─── DOCUMENT SEGMENT ───

The preservatives in animal vaccines also make them very toxic to humans. Workers who are accidentally injected with these vaccines deal with side effects from the oil-based adjuvants in livestock vaccines (particularly cattle vaccines) for months after an accidental injection. A dose meant for a 1,000-pound animal is clearly too much for the average person, but the vaccine is specifically designed to stimulate a response in the cattle for a period of weeks to months. Removing the oil-based preservatives from the human body can sometimes involve surgery.

Recommended: Best Supplements To Kill Candida and Everything Else You Ever Wanted To Know About Fungal Infections

The adjuvants in animal vaccines are what make them dangerous to people. Still, most of us won’t be handling livestock anytime soon. Many of the companies that make livestock vaccines make people vaccines, but those meant for people are not oil-based, even if some of the other preservatives are the same.

Livestock Vaccines Are Not Safe for People

Any insert will tell you that livestock vaccines are not safe for people.

Each year, livestock producers give thousands of injections to calves and cows. The vast majority of those injections go off without a problem. However, there are times when producers may accidentally inject the vaccines or antibiotics into themselves or other helpers. So what happens when a product, meant for a 1,000-pound cow, winds up inside a 200-pound human? The results can be deadly.” – The Prairie Star

So, vaccines given to humans are perfectly safe, vaccines given to animals are dangerous to humans if taken accidentally, but ingesting livestock vaccine ingredients randomly is acceptable.

Self-injection with veterinary vaccines is an occupational hazard for farmers and veterinary surgeons. Injection of vaccine into a closed compartment such as the human finger can have serious sequelae including loss of the injected digit. These injuries are not to be underestimated. Early debridement and irrigation of the injected area with decompression is likely to give the best outcome. Frequent review is necessary after the first procedure because repeat operations may be required.” – NCBI

We don’t value the life of livestock the way we do humans. This is why they get differing grades for feed. But beyond the stray injection or accidental interaction suffered by a handler, no one is being exposed to these vaccines. Except when we ingest the meat. The same with antibiotics being fed to farm animals. We were told that we didn’t have to worry about those… but now we have microbial revolution consisting of antibiotic resistant superbugs we are unprepared to deal with.

The extent to which veterinary vaccines pose a health hazard to humans is unclear. The increased use of veterinary vaccines may be accompanied by an increase in human exposure to the vaccine strains, thus increasing the potential for adverse effects. Also, new methods of vaccine administration may result in an increased likelihood of inadvertent exposure. For example, increased use of aerosol administration may result in greater human exposure to animal vaccines. For some animal vaccines, such as those administered to prevent “kennel cough” in dogs, aerosol administration is becoming the preferred route. Also, oral administration of vaccines that contain live agents is becoming more common. Orally administered vaccines have been developed for rabies prophylaxis in wildlife, and millions of baits have been distributed. The administration of live vaccines to animals destined for the human food supply may result in human exposure to a vaccine strain. Illness subsequent to such an exposure is unlikely to be recognized by the patient or the physician as a potential consequence of an animal vaccine exposure.” – Oxford Academic


What’s a meat eater to do? My wife and I shop at the local farmers market. We know our vendors. They are the farmers. We buy ground beef for our dog and the farmer is about as fond of vaccines as we are. I recommend that everyone grow as much of their own food as they can and get to know everything about the people involved in growing and processing anything else you consume.

───

- [EXERCISE 1]: In the passage on livestock vaccines, which route of administration is becoming preferred for vaccines that prevent "kennel cough" in dogs?
- [EXERCISE 2]: Reproduce the passage on livestock vaccines from "So, vaccines given" to "randomly is acceptable.".
The lines that come after this text are not needed here.

─── INFORMATION GIVEN ───

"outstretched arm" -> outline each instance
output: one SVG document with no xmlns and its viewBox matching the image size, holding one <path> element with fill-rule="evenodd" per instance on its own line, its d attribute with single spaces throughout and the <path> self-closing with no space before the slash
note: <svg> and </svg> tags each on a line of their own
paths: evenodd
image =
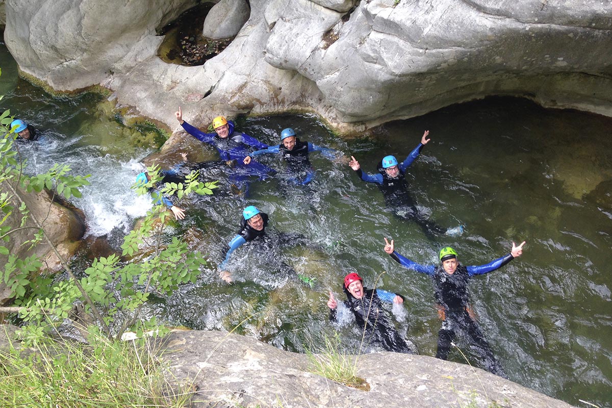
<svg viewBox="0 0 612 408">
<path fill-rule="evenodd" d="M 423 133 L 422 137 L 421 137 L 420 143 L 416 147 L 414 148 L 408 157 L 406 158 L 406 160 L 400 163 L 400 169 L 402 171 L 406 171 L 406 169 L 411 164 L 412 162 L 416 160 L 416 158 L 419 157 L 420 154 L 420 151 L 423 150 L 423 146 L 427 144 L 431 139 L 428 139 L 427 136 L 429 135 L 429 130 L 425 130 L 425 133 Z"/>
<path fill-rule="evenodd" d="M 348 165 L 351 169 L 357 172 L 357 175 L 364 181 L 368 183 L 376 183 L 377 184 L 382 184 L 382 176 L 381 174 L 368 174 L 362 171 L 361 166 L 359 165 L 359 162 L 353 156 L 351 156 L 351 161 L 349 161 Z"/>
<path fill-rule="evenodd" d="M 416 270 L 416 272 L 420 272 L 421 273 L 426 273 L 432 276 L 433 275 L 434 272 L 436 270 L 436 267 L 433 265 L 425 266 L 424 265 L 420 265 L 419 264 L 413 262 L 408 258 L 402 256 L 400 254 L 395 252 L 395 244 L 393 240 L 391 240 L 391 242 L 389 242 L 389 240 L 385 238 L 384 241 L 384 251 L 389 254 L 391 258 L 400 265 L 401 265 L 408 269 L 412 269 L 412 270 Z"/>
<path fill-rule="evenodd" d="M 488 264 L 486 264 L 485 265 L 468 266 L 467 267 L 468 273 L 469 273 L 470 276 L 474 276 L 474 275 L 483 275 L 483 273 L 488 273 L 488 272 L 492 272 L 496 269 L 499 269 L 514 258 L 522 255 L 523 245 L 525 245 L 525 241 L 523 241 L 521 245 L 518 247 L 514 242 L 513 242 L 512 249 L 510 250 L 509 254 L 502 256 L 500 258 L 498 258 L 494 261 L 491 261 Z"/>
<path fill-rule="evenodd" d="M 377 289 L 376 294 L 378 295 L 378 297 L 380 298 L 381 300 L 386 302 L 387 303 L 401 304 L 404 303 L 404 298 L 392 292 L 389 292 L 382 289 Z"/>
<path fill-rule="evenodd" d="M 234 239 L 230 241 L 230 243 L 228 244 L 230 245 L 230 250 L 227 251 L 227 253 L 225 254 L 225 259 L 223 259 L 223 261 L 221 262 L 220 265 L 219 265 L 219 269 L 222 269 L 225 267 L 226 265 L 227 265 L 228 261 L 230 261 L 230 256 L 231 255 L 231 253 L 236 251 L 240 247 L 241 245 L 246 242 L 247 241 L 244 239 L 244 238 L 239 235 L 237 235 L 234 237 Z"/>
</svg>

───
─── INFORMATION GIVEN ───

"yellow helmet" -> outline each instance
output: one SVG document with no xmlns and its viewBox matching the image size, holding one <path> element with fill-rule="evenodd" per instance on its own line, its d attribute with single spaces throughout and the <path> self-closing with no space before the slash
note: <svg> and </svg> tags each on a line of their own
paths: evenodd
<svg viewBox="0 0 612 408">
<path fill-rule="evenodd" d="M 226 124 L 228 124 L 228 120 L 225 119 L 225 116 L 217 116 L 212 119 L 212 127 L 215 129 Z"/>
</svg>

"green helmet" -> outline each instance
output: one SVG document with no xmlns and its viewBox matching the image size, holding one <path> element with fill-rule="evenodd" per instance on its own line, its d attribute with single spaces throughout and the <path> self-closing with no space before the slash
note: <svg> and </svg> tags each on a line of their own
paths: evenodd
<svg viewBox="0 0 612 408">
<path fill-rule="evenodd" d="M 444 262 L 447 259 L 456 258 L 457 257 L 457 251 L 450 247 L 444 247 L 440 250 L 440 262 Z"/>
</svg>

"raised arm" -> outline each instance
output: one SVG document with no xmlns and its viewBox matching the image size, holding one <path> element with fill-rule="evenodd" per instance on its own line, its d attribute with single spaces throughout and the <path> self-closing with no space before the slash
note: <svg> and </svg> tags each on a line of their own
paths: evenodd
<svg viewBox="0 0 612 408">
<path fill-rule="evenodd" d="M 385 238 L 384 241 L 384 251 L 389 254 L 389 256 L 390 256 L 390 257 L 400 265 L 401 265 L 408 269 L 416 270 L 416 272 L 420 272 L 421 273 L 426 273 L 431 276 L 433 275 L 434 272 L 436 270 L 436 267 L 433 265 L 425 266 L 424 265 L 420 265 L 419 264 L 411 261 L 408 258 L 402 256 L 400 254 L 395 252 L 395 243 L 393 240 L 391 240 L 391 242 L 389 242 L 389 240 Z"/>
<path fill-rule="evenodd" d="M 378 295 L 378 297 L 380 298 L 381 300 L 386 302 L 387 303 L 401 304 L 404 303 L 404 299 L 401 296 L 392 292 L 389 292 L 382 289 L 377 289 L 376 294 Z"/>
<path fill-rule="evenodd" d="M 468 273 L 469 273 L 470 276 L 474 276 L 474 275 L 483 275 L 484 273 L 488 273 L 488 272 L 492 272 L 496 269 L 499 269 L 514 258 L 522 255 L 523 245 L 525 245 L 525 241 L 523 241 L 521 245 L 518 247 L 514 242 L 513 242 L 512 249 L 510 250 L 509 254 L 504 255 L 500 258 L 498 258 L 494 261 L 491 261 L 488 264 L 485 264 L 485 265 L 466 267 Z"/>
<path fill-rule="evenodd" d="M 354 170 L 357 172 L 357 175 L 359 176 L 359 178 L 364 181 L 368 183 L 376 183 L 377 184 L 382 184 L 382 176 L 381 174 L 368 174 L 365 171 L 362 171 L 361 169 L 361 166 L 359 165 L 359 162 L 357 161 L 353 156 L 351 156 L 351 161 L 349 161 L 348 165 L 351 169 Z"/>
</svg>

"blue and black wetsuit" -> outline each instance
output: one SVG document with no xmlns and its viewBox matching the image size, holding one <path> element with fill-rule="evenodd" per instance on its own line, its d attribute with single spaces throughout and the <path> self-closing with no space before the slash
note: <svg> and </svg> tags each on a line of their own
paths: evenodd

───

- [TASK RESPONSE 1]: Aerosol administration.

- [TASK RESPONSE 2]:
So, vaccines given to humans are perfectly safe, vaccines given to animals are dangerous to humans if taken accidentally, but ingesting livestock vaccine ingredients randomly is acceptable.